Goal:
Write out the entries, please, from the line containing "Target: couple embracing" through their final line, exactly and with nothing else.

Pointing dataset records
**********

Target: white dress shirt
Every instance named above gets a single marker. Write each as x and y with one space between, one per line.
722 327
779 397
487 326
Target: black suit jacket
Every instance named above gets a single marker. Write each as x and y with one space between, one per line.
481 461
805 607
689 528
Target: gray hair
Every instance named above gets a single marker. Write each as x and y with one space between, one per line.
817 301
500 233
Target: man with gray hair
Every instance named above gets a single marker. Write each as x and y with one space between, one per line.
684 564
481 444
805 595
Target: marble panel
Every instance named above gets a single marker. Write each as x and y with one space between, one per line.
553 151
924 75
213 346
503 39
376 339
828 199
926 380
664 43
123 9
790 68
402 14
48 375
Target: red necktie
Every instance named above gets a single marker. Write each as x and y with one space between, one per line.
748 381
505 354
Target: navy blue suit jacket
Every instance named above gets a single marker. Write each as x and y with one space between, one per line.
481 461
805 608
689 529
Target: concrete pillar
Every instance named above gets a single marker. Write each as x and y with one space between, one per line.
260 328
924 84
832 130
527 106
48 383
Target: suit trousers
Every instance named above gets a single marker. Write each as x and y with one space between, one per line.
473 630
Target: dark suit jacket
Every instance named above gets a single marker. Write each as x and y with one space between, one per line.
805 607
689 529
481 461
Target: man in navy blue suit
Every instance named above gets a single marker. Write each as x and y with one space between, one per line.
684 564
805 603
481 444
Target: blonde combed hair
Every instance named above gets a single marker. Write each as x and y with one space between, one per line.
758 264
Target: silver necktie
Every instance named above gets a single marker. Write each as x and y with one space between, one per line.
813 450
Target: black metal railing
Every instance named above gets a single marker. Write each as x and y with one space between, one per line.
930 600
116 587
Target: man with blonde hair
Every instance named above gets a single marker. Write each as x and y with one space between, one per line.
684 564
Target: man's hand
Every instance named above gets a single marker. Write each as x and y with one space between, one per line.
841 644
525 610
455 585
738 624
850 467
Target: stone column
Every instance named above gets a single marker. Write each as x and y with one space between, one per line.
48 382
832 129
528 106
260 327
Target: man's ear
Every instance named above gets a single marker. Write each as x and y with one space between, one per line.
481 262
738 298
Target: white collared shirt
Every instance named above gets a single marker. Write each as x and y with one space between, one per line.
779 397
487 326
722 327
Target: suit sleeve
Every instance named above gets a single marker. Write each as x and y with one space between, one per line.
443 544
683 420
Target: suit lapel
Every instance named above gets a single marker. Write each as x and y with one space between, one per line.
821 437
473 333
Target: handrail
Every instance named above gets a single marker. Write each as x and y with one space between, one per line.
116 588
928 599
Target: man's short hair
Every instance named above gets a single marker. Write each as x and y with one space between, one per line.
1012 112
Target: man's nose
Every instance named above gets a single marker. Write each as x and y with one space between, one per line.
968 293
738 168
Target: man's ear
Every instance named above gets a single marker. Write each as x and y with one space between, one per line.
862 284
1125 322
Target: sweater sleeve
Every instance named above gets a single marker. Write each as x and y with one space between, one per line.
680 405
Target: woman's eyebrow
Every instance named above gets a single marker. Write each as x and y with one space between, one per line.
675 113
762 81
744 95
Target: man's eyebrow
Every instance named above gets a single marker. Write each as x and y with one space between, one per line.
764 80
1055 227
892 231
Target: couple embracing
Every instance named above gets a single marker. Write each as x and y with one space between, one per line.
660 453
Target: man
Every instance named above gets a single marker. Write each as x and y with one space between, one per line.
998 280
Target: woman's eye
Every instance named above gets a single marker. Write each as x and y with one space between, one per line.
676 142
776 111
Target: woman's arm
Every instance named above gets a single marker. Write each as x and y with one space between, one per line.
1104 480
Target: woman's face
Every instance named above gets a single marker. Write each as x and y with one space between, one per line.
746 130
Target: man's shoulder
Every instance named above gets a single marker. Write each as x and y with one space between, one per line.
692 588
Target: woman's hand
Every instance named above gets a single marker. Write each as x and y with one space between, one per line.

**********

Reply:
Target: couple embracing
Every instance named above gets a single marker. Write each as x and y with one space between, one per line.
660 453
Target: man
Every instance named above gets a single marker. Write each as x and y with one space between, one per line.
998 280
Target: woman's eye
Every instance named above gets a single marker. Write each as x and y with one space between, one per line.
676 142
776 111
Target: woman's arm
Every instance named above gets a single marker. Write each as x and y with one space between, one per line.
1104 480
Target: woman's face
Every instance named above gets a single marker. Write each as x and y with one space between, one per line.
746 130
Target: man's shoulder
Every instance named above gets a single marker. Write each as x and y with one space between, one per line.
692 588
Target: woman's hand
Every instance named above gets a single marker. Write each as x and y with one space between, one per line.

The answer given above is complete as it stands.